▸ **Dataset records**
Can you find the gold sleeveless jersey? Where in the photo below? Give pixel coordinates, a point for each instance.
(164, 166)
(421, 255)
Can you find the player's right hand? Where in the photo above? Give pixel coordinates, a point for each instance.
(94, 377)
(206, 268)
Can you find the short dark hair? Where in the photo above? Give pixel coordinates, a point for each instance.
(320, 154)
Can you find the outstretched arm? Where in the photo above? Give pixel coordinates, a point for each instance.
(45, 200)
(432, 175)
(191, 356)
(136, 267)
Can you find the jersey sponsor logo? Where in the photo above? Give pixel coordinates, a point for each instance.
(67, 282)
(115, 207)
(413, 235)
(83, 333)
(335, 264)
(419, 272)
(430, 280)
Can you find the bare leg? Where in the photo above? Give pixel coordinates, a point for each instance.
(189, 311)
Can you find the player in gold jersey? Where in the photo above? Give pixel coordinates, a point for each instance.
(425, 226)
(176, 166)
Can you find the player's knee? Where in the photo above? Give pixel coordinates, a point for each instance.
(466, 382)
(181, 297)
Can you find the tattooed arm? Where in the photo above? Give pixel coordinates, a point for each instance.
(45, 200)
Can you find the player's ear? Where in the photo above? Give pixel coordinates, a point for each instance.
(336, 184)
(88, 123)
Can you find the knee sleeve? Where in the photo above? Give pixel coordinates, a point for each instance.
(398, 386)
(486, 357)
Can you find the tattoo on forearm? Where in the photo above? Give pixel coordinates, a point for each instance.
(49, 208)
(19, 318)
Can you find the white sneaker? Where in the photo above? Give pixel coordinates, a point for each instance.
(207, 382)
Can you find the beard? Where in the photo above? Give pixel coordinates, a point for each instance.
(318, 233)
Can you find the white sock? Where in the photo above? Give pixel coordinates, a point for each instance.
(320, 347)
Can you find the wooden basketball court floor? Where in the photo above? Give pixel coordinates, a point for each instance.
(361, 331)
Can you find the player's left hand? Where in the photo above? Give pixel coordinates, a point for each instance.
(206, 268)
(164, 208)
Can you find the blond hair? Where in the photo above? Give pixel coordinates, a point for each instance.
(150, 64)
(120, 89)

▸ **Instructions for the task**
Retype the lines from the one containing "Can you find the wooden" to the last line above. Change nothing and include no others.

▸ **Solution**
Can you find the wooden basketball court floor? Where in the photo above? Give pixel coordinates, a point for each instance.
(361, 331)
Can you find the player's left hand? Where in the photo above? Give pixel coordinates, a point for each instance.
(206, 268)
(164, 208)
Can you find the blond hair? Where in the photo above? Give pixel coordinates, a point for each instance.
(150, 64)
(120, 89)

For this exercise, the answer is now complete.